**Document segment:**

Composite bats suitable for softball and less competitive baseball leagues have been around for years now. But adult baseball, with its high-hitting forces and tapered bat shape, has proven too tough for all-composite bat designs. Until now.
Last month, Easton Sports Inc. introduced its first all-composite bat designed to stand up to the rigors of adult baseball. The company makes these new Stealth Comp CNT bats from epoxy resin reinforced with Carbon Nanotubes (CNT). In the past, the company used CNT in bat handles, while crafting the barrel in a patented scandium alloy. With the Stealth Comp CNT, Easton extended composites all the way to the tip of the bat.
According to Matt Arndt, Easton's director of team sports products, these all-composite bats represent a big step forward in an evolutionary process that began about six years ago. That's when glass- and carbon-reinforced composites opened up new design possibilities that wouldn't have been possible with aluminum. "Aluminum doesn't give you a whole lot to play with from a design standpoint," Arndt says, noting that engineers could only look for stronger alloys and make very limited adjustments to wall thickness.
With composites though, Easton's engineers could vary the resin system, lay-up angles, and localize wall thicknesses to optimize bat performance within the rules set by the governing bodies for the various baseball and softball leagues. These rules limit a bat's overall weight and the barrel's "trampoline effect," or coefficient of restitution. Yet composites allowed Easton engineers to better balance the weight along the bat's length. They also leveraged the anisotropic mechanical properties of composites to widen the bat's sweet spot or the portion that offers the maximum allowable trampoline effect. (see graph)

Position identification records

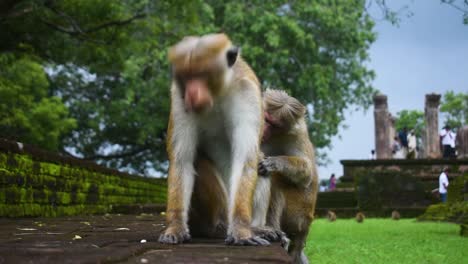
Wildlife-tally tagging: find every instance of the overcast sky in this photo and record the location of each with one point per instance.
(427, 53)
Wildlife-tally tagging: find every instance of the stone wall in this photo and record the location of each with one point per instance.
(424, 169)
(38, 183)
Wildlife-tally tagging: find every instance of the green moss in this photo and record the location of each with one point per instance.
(32, 188)
(456, 189)
(464, 230)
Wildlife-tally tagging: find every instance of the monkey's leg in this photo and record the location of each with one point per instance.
(295, 169)
(208, 212)
(261, 201)
(179, 194)
(296, 249)
(240, 208)
(265, 228)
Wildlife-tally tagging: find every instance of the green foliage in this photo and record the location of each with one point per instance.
(27, 113)
(385, 241)
(107, 61)
(411, 119)
(455, 107)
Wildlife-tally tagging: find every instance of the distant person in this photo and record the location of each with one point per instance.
(448, 142)
(323, 186)
(396, 148)
(443, 184)
(332, 183)
(411, 145)
(403, 136)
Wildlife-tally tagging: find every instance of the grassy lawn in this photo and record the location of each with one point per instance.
(385, 241)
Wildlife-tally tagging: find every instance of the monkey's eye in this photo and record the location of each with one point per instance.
(231, 55)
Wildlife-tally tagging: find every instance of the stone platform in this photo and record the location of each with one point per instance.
(115, 239)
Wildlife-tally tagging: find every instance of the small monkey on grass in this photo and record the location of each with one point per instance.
(213, 142)
(331, 216)
(289, 166)
(395, 215)
(360, 217)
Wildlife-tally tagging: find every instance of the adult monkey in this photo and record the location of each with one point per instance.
(289, 163)
(214, 132)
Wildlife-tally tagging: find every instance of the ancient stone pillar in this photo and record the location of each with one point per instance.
(462, 142)
(432, 141)
(391, 129)
(382, 146)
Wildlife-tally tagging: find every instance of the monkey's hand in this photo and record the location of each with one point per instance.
(174, 234)
(235, 238)
(269, 233)
(266, 166)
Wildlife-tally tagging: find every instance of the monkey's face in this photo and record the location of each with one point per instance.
(200, 65)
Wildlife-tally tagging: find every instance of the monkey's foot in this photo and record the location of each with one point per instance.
(269, 233)
(251, 241)
(285, 242)
(173, 237)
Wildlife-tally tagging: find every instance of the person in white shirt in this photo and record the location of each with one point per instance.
(448, 141)
(411, 145)
(443, 185)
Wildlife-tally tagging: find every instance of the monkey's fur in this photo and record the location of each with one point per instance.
(395, 215)
(331, 216)
(213, 142)
(289, 163)
(360, 217)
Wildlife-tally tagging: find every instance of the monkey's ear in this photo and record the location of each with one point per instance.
(231, 55)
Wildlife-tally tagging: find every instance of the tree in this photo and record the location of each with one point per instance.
(411, 119)
(460, 5)
(107, 61)
(27, 113)
(455, 107)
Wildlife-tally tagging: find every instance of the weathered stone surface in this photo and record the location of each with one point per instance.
(431, 139)
(391, 129)
(382, 144)
(462, 143)
(115, 239)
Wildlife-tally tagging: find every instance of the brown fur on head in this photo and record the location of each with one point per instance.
(282, 107)
(202, 66)
(395, 215)
(197, 54)
(282, 112)
(360, 217)
(331, 216)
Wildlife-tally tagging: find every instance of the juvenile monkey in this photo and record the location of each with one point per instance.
(360, 217)
(289, 164)
(213, 141)
(331, 216)
(395, 215)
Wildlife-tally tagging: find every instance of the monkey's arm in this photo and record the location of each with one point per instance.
(294, 169)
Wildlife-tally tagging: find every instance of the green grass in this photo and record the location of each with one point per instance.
(385, 241)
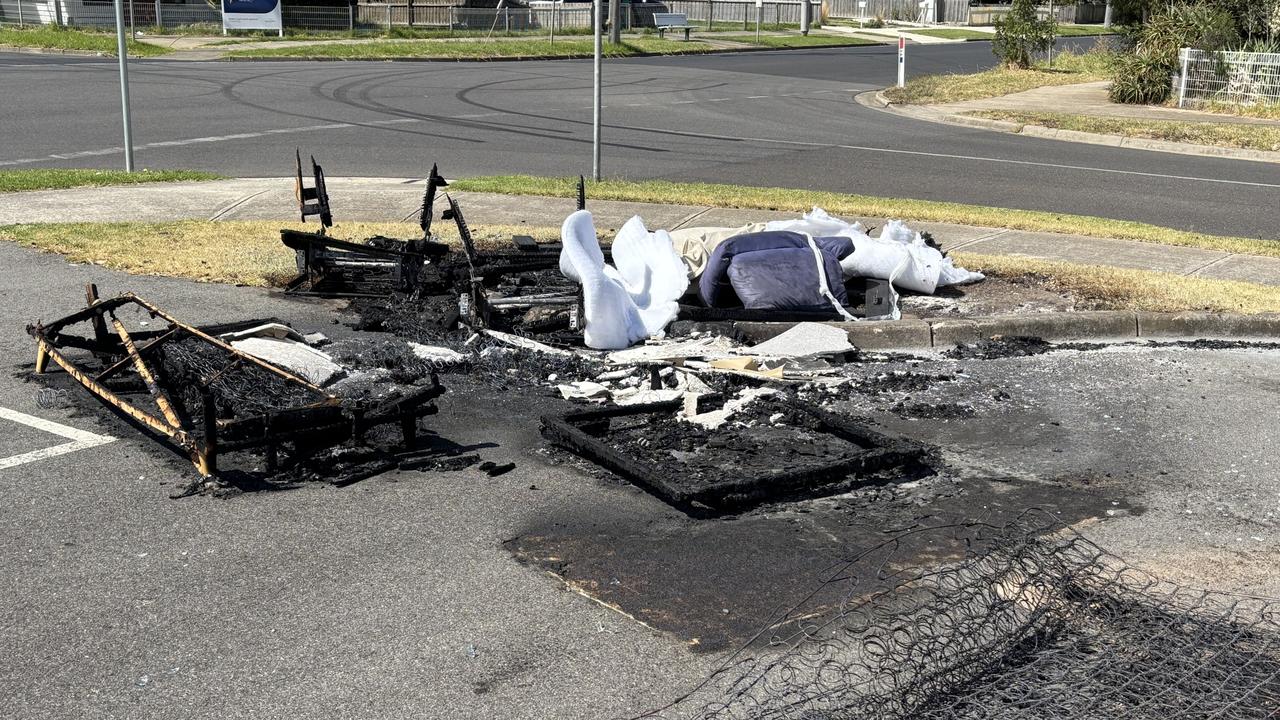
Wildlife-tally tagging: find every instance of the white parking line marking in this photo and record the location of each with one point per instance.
(80, 440)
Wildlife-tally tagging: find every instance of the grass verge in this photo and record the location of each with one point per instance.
(1116, 288)
(475, 50)
(863, 206)
(62, 39)
(16, 181)
(796, 40)
(242, 253)
(1223, 135)
(1068, 69)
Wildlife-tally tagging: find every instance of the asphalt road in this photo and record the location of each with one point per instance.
(757, 118)
(401, 597)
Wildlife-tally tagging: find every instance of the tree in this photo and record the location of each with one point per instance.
(1020, 33)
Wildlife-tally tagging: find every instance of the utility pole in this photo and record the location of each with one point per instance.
(122, 49)
(615, 22)
(595, 105)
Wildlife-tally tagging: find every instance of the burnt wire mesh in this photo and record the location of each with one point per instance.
(240, 388)
(1010, 623)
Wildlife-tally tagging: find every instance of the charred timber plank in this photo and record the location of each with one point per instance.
(144, 370)
(87, 313)
(561, 432)
(178, 436)
(146, 349)
(227, 347)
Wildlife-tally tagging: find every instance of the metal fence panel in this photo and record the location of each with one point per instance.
(908, 10)
(786, 12)
(26, 12)
(1233, 78)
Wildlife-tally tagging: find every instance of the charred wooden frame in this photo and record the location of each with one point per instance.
(316, 422)
(584, 433)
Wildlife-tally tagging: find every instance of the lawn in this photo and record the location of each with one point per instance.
(243, 253)
(798, 40)
(864, 206)
(481, 50)
(63, 39)
(1223, 135)
(14, 181)
(1068, 69)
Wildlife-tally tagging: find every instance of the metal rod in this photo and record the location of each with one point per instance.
(122, 49)
(595, 105)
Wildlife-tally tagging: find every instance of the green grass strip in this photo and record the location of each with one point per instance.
(16, 181)
(49, 37)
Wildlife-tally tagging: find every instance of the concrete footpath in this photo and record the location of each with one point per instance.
(397, 200)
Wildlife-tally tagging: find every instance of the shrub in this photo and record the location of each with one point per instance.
(1147, 74)
(1020, 33)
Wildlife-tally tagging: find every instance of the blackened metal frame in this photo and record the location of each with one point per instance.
(579, 432)
(324, 422)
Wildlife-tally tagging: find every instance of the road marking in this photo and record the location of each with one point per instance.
(80, 440)
(205, 140)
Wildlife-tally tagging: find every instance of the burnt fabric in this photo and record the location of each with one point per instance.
(775, 270)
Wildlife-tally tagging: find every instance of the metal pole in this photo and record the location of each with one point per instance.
(122, 48)
(1052, 40)
(595, 114)
(901, 62)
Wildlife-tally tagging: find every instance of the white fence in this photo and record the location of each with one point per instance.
(1233, 78)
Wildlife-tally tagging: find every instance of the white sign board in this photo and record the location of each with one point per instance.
(252, 14)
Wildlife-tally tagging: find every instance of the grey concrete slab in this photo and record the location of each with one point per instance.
(1098, 251)
(1248, 268)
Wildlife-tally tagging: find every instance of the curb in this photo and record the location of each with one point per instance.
(23, 50)
(877, 100)
(529, 58)
(1059, 327)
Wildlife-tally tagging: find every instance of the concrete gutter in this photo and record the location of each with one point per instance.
(877, 100)
(1059, 327)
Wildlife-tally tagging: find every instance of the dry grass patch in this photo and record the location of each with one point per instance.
(1068, 69)
(1119, 288)
(241, 253)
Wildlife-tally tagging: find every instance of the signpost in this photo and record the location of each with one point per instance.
(901, 62)
(252, 14)
(595, 105)
(122, 50)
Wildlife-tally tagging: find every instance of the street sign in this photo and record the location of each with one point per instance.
(901, 62)
(252, 14)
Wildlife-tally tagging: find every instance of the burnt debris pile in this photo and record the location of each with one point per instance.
(242, 401)
(1027, 620)
(424, 288)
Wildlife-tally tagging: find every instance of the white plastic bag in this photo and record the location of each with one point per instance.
(632, 301)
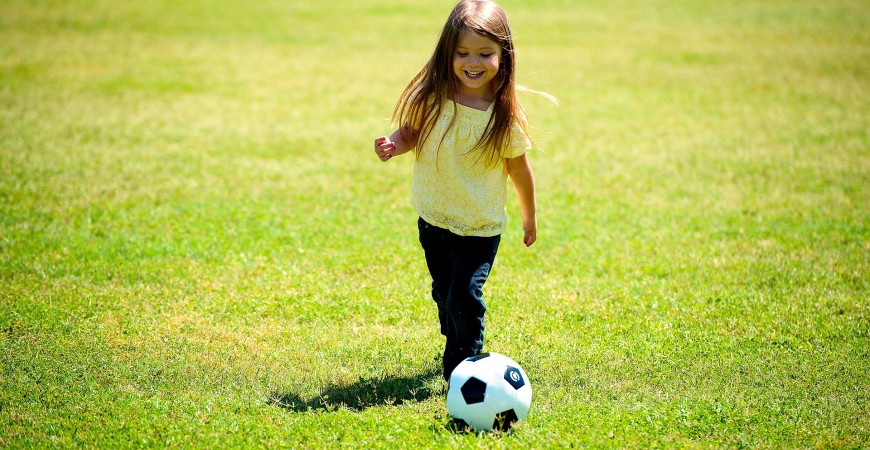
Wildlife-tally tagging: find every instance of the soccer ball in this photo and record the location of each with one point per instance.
(488, 391)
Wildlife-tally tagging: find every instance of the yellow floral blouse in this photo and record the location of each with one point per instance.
(458, 190)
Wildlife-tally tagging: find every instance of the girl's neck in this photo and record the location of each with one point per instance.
(476, 100)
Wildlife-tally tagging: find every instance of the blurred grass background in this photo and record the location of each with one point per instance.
(198, 247)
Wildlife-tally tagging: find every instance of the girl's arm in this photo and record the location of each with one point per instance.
(521, 175)
(397, 144)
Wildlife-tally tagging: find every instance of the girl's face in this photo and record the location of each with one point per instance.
(476, 62)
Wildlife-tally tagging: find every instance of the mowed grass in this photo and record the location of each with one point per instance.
(198, 247)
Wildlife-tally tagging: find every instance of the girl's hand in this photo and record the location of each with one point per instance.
(384, 148)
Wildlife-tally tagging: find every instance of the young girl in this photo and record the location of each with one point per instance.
(461, 117)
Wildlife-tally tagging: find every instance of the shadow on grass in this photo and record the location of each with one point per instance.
(365, 393)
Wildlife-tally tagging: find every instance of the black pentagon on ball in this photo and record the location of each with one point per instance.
(473, 391)
(504, 420)
(478, 357)
(513, 376)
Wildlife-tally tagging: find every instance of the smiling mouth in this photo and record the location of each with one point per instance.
(473, 74)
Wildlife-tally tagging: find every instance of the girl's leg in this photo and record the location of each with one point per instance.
(440, 263)
(472, 259)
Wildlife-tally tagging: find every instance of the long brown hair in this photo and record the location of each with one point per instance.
(422, 101)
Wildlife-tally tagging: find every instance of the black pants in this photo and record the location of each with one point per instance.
(459, 266)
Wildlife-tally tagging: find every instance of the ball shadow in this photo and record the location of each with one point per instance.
(367, 392)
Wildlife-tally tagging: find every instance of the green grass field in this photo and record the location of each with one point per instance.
(199, 248)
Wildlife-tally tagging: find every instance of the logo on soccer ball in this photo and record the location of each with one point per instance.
(488, 391)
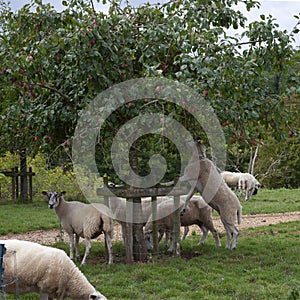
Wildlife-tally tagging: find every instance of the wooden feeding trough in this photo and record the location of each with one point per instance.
(134, 237)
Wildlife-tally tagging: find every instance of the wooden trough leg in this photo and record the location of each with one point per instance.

**Set problem A:** Edit the stretch of the composite bat article from "Composite bats suitable" through "of the bat.", changing "all-composite" to "fully composite", and give that stretch again.
**Set problem B:** Return every line of the rows that contains the string "pole", matching case exactly.
The composite bat article and the rows are unrelated to each other.

**Full answer A:**
Composite bats suitable for softball and less competitive baseball leagues have been around for years now. But adult baseball, with its high-hitting forces and tapered bat shape, has proven too tough for fully composite bat designs. Until now.
Last month, Easton Sports Inc. introduced its first fully composite bat designed to stand up to the rigors of adult baseball. The company makes these new Stealth Comp CNT bats from epoxy resin reinforced with Carbon Nanotubes (CNT). In the past, the company used CNT in bat handles, while crafting the barrel in a patented scandium alloy. With the Stealth Comp CNT, Easton extended composites all the way to the tip of the bat.

**Full answer B:**
Wildlife-tally tagging: find every instance of the utility pole in this photo and record the location of each with one point per instance.
Wildlife-tally tagging: find every instance of the metal pole in this photo and record the location of each with one point per instance.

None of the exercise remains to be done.